→ **OBJECTIVE**
Repeat exactly the lines from the line containing "Every instance of the hanging cord" through the last line of the records below, inclusive, and nothing else.

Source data

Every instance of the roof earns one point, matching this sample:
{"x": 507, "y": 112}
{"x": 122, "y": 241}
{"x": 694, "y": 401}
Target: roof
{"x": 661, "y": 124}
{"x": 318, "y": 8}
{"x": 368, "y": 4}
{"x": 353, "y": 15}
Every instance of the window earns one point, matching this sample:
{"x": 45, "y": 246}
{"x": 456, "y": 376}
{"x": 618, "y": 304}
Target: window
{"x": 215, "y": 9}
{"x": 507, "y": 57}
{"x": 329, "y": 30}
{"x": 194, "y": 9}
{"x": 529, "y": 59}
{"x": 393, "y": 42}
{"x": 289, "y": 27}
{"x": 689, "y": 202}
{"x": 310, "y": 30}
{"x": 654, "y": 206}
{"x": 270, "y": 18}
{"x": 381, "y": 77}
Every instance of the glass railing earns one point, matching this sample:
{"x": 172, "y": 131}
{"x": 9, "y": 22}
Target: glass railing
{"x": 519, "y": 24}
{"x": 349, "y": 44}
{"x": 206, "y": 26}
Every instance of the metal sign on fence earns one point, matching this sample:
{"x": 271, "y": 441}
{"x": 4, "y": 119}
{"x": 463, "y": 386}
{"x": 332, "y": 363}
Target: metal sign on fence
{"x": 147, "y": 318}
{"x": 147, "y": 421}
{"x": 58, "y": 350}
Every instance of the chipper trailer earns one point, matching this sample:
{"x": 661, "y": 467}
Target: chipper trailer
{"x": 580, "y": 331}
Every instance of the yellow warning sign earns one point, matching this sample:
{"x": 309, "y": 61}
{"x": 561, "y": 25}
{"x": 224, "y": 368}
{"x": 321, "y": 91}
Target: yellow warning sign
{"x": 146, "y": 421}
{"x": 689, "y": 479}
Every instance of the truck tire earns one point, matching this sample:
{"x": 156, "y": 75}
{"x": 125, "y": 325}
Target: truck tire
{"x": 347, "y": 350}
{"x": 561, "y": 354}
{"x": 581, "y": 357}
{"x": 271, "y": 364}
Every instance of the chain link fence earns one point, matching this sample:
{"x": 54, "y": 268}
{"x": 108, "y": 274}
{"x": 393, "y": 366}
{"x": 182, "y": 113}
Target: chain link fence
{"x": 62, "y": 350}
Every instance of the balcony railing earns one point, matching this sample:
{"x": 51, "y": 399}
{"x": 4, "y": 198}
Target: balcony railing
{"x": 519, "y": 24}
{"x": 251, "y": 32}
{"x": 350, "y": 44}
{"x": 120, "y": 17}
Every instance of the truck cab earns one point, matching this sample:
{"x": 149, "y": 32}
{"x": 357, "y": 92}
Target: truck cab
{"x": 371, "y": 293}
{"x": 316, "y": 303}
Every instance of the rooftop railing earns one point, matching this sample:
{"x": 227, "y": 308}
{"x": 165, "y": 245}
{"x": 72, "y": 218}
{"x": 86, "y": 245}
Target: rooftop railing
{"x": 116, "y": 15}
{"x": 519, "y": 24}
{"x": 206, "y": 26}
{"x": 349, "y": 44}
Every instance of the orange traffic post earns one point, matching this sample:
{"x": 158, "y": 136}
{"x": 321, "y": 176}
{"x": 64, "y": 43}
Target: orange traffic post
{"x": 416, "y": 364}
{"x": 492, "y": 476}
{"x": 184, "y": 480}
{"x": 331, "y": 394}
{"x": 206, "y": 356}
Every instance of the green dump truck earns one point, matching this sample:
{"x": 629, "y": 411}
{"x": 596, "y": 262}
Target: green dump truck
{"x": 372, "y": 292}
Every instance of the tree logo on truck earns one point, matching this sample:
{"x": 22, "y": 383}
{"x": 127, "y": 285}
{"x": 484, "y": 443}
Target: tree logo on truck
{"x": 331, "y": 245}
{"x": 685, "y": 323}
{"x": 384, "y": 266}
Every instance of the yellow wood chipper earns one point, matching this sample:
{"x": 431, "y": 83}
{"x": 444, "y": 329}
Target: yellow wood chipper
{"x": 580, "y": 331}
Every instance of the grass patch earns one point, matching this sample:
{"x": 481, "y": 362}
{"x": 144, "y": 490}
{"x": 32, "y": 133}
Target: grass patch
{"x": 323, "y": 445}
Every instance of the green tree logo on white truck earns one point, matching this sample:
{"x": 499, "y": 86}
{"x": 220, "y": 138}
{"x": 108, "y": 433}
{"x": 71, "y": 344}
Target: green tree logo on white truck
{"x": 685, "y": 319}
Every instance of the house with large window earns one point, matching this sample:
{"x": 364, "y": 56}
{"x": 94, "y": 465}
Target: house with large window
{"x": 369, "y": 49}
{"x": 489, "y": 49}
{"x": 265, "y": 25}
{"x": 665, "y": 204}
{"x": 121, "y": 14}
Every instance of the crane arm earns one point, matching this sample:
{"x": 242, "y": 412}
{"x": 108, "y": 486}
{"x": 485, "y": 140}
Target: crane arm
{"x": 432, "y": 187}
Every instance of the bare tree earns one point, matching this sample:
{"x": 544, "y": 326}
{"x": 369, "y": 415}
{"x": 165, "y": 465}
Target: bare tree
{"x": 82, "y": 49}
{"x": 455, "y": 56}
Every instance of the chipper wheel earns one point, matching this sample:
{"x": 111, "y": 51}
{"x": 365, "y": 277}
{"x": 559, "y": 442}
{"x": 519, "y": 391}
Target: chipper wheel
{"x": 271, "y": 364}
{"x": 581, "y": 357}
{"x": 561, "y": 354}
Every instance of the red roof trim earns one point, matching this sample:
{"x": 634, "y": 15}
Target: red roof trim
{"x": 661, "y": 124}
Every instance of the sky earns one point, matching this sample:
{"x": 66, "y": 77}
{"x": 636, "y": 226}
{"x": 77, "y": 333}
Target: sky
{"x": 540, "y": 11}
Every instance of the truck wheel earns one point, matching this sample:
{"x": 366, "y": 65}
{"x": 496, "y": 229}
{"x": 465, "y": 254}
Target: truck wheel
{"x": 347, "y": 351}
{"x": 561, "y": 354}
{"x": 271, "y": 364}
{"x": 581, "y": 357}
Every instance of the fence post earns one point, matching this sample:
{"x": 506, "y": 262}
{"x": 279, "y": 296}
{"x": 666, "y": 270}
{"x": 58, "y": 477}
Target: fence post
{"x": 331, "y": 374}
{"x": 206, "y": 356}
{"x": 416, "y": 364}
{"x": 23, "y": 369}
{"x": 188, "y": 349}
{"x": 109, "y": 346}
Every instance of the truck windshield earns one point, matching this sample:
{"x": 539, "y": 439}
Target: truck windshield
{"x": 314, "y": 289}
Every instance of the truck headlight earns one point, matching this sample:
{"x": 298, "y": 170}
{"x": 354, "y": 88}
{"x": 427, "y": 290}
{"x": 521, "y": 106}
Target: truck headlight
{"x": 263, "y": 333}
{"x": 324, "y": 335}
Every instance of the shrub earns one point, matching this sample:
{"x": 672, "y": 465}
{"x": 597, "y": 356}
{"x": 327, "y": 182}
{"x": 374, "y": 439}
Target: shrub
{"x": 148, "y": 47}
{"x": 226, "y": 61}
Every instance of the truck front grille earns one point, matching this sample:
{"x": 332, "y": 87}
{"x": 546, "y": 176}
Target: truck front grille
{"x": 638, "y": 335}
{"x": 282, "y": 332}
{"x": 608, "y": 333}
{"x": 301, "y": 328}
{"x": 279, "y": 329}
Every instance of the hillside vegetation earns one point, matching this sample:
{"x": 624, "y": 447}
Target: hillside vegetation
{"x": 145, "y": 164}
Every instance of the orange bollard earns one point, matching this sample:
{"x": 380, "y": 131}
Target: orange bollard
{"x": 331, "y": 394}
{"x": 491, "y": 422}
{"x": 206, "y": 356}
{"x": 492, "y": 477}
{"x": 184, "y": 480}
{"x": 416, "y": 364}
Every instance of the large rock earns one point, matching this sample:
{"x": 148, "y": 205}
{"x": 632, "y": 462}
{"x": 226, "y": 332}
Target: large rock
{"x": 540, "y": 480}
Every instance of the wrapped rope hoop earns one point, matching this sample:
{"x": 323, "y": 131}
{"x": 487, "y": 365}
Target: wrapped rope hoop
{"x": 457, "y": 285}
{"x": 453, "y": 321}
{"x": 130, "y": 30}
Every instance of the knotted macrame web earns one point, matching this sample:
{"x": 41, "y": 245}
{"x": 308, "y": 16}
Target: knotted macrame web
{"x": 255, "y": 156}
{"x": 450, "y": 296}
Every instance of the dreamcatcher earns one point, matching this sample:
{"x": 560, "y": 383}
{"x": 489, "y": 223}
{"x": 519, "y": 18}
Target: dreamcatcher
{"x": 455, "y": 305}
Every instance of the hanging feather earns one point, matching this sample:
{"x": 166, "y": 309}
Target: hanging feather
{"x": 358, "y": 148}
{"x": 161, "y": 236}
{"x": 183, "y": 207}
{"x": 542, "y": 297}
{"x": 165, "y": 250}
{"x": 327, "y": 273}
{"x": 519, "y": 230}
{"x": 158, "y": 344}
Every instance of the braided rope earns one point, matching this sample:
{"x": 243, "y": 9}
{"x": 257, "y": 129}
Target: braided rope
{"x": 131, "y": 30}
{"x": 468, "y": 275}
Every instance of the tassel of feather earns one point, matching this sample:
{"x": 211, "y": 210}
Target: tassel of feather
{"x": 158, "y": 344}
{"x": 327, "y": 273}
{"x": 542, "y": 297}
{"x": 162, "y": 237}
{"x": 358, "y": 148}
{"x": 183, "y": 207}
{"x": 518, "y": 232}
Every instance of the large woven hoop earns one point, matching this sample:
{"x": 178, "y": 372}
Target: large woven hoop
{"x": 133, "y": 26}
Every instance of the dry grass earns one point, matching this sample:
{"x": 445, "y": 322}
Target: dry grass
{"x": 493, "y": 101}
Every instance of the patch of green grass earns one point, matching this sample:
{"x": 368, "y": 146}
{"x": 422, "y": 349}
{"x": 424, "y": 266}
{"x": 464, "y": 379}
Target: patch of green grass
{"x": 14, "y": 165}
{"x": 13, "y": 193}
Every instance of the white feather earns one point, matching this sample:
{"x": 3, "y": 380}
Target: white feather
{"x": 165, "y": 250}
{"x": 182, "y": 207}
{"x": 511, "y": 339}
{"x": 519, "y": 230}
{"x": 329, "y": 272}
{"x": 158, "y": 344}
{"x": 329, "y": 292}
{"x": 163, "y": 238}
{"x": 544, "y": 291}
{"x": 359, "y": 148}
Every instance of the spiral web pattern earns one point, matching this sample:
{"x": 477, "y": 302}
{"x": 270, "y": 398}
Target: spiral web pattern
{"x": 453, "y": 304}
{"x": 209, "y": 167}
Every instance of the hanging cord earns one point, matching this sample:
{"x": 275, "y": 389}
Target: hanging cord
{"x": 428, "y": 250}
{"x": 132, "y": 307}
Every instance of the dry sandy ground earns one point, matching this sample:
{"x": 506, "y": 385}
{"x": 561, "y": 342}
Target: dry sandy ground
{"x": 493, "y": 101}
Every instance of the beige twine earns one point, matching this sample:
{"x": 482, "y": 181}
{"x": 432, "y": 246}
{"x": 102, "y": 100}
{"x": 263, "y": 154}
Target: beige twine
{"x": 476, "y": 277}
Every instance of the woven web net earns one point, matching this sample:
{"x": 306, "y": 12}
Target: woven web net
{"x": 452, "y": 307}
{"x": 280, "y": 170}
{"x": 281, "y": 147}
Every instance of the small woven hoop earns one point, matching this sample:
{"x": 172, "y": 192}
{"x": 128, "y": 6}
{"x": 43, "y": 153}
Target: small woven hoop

→ **FULL ANSWER**
Every instance of the hanging cord earns one point, matching this sample:
{"x": 275, "y": 389}
Target: hanging cord
{"x": 428, "y": 250}
{"x": 132, "y": 307}
Every instance of the dry sandy ground earns one point, matching this sample:
{"x": 506, "y": 385}
{"x": 561, "y": 342}
Target: dry sandy ground
{"x": 493, "y": 101}
Every instance of the beige twine earns one point, matching this sample:
{"x": 482, "y": 181}
{"x": 432, "y": 246}
{"x": 102, "y": 100}
{"x": 263, "y": 154}
Target: beige twine
{"x": 476, "y": 277}
Every instance of the woven web net earns one point, matching this sample:
{"x": 306, "y": 12}
Target: woven web net
{"x": 452, "y": 307}
{"x": 280, "y": 170}
{"x": 281, "y": 147}
Every instance of the small woven hoop earns one point, matching this sample:
{"x": 172, "y": 192}
{"x": 128, "y": 6}
{"x": 43, "y": 153}
Target: small woven hoop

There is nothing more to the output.